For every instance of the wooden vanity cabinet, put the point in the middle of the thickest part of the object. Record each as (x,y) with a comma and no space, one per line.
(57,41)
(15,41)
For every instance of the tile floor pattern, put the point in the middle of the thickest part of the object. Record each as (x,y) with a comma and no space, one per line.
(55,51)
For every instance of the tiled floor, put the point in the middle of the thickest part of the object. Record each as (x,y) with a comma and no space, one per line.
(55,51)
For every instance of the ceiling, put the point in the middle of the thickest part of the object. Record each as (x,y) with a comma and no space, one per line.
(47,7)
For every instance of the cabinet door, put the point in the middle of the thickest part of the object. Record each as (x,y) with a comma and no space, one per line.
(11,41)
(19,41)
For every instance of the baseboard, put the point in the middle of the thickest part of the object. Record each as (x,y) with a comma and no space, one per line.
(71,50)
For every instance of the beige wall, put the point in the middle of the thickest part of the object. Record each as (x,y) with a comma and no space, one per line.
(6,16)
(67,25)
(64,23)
==*==
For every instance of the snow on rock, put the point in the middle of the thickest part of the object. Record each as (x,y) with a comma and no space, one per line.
==*==
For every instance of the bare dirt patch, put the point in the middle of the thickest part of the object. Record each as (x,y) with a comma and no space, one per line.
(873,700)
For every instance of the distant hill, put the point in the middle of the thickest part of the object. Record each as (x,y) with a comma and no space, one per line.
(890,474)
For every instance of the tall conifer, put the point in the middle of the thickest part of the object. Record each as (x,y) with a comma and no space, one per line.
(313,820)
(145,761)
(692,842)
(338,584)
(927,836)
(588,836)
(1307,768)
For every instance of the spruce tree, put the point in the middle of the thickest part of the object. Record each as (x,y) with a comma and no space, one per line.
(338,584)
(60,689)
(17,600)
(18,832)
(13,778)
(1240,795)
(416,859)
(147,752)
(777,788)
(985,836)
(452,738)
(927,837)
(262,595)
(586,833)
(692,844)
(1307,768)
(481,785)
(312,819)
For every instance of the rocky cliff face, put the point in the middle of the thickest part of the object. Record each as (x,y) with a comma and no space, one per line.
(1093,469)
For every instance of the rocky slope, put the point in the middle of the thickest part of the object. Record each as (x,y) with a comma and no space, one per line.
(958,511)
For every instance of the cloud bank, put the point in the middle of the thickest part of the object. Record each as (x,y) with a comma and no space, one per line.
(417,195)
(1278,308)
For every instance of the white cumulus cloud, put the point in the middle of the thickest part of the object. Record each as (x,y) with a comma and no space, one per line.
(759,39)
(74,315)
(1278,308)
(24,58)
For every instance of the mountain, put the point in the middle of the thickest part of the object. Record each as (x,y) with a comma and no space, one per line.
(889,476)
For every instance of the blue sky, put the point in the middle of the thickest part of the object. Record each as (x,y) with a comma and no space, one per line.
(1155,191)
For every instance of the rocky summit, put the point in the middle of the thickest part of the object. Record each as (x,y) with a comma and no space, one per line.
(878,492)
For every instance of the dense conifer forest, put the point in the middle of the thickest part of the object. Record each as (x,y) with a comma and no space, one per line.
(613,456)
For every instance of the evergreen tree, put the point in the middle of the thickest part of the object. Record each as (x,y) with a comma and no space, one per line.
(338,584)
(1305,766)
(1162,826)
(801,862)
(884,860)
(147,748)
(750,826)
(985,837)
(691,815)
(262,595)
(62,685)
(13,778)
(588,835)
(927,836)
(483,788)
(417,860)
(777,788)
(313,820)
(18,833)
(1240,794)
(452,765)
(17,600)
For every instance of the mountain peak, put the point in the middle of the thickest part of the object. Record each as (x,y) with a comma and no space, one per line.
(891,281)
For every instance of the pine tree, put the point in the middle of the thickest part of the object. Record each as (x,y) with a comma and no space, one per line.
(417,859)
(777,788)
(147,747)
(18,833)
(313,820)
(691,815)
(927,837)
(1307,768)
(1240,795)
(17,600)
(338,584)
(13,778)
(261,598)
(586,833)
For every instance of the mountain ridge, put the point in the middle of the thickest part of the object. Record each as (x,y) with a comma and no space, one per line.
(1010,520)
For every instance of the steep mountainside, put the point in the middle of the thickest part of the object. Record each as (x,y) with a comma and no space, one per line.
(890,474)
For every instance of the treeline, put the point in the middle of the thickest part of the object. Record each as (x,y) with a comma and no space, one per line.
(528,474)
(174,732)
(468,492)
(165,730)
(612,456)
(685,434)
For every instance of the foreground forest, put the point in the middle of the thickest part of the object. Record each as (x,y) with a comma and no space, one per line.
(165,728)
==*==
WRITTEN REQUEST
Locate every row above that contains the string "forest", and copy each of those rows in full.

OUTPUT FOR THIS EXERCISE
For every instance of the dense conifer forest, put the point in the middle of the thickest part of the object. Record each as (x,y) with a comma and no space, one per line.
For every instance of the foreground forest, put the point in the middle of the thickest part of the object. Record each as (x,y) with a comma and no space, one per line.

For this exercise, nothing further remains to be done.